■ **SELECTED TEXT**:
■ ■ ■ ■ ■

Dwight Longenecker, Greta Thunberg, and the Question of Bullying

Dwight Longenecker, Greta Thunberg, and the Question of Bullying September 26, 2019


In the mess of the impeachment news, I was forced to overlook a story that’s gotten on my nerves.

As you no doubt know, the teenage climate change activist Greta Thunberg gave an impassioned speech at the United Nations, shaming the grown-ups for not acting decisively to curb climate emissions.

And a lot of people didn’t like it, and there were a lot of aspersions cast on Ms. Thunberg, her age, her asperger’s syndrome, her mental health, and why she wasn’t attending high school instead of addressing world leaders in a well-written speech in her second language (which to me is a good sign you can go ahead and graduate from high school).

In the middle of this, we had the inimitable Father Dwight Longenecker, who likes to wear immensely comical hats in photographs and yet feels he has the business to criticize anybody’s appearance. Father Dwight’s contribution to the discussion of climate change and teen activists was to make a mean joke about Thunberg’s appearance, comparing her to Wednesday Adams.

And he called her “Greta Thornbug.”

Imagine making fun of somebody’s name if your own name is “Dwight Longenecker.”

It would be like if I made fun of somebody for being fat and having a chronic illness.

Why do bullies who themselves have silly names so often go after other people’s names? This is a phenomenon I’ve observed more than once. When I was in the third grade, I was mercilessly bullied by a child named Danny Billberry. That was his real surname. Billberry. And he made fun of my much more ordinary surname, as well as my weight and appearance and everything else about me, all the time. Yet people were surprised and scandalized when I shot back at him by calling him “the Billberry Dough Boy.” Them that live in glass houses shouldn’t throw stones.

■ ■ ■ ■ ■

[Pointing records]
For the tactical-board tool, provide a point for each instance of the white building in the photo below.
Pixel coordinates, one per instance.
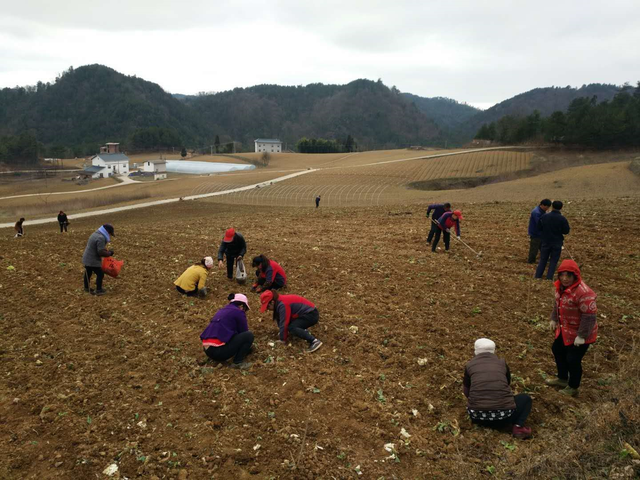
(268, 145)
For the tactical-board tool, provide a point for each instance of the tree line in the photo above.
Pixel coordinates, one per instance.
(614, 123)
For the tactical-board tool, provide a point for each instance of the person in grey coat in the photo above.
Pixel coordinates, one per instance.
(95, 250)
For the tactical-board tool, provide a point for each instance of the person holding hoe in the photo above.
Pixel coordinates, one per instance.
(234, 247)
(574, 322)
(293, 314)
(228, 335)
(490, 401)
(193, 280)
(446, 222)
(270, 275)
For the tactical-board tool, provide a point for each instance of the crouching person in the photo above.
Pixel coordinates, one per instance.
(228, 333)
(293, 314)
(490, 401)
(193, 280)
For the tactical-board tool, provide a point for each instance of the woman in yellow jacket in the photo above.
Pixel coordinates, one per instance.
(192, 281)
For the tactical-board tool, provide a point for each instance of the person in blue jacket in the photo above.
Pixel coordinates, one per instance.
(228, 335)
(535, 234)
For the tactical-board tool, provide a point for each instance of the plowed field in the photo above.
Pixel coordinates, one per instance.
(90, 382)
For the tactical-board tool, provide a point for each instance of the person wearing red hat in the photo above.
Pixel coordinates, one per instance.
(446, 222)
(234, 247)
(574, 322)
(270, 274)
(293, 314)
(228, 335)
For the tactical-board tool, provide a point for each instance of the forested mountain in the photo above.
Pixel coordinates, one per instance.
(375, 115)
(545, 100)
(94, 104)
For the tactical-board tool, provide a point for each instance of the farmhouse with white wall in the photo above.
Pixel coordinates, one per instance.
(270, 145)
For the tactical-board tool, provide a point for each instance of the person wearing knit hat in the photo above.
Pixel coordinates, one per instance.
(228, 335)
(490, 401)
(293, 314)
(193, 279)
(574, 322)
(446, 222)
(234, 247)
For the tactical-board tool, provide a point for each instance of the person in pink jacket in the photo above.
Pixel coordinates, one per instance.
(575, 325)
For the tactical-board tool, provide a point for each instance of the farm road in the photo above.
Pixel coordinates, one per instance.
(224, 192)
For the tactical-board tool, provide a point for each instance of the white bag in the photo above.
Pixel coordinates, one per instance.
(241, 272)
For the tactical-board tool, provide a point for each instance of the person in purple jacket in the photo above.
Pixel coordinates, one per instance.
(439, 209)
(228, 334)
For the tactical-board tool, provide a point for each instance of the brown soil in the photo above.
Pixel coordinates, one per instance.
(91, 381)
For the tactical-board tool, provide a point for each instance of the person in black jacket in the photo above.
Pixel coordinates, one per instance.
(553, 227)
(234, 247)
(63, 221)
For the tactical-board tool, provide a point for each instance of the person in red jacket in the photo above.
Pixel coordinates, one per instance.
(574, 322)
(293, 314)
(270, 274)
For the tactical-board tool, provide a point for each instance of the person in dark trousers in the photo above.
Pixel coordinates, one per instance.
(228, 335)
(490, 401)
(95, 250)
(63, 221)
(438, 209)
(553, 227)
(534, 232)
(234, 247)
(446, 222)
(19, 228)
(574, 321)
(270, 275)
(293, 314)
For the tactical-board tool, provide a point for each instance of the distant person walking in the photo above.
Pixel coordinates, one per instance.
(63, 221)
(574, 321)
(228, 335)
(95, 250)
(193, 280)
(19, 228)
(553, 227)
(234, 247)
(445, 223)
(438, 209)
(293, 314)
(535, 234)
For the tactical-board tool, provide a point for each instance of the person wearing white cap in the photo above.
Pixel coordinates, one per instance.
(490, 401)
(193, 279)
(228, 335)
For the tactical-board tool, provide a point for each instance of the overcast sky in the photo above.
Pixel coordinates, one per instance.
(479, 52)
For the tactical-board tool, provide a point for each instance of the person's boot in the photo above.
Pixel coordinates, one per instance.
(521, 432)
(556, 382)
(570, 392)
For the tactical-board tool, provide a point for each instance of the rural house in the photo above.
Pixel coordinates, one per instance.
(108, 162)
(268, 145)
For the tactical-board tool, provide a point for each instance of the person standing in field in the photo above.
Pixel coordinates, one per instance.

■ ■ ■ ■ ■

■ **EXERCISES TO COMPLETE**:
(a) List everything that, according to the post about Dwight Longenecker and Greta Thunberg, people cast aspersions on regarding Ms. Thunberg.
(b) Rewrite the records from the line containing "sky in the photo above." through the end of the records, keeping the requests and shifting every pixel coordinate in the answers by 141.
The text and the records are unrelated material.

■ **WRITTEN ANSWERS**:
(a)
- Her age
- Her asperger's syndrome
- Her mental health
- Why she wasn't attending high school instead of addressing world leaders

(b)
For the tactical-board tool, provide a point for each instance of the overcast sky in the photo above.
Pixel coordinates, one per instance.
(620, 193)
For the tactical-board tool, provide a point for each instance of the person's boot in the photo above.
Pixel coordinates, one per instance.
(662, 573)
(697, 523)
(711, 533)
For the tactical-board tool, provide a point for each instance of the rural house in the photo above.
Pixel coordinates, one per instance.
(249, 303)
(409, 286)
For the tactical-board tool, provide a point for each instance of the person standing in field in the photo above.
Pixel coordinates, one per instance.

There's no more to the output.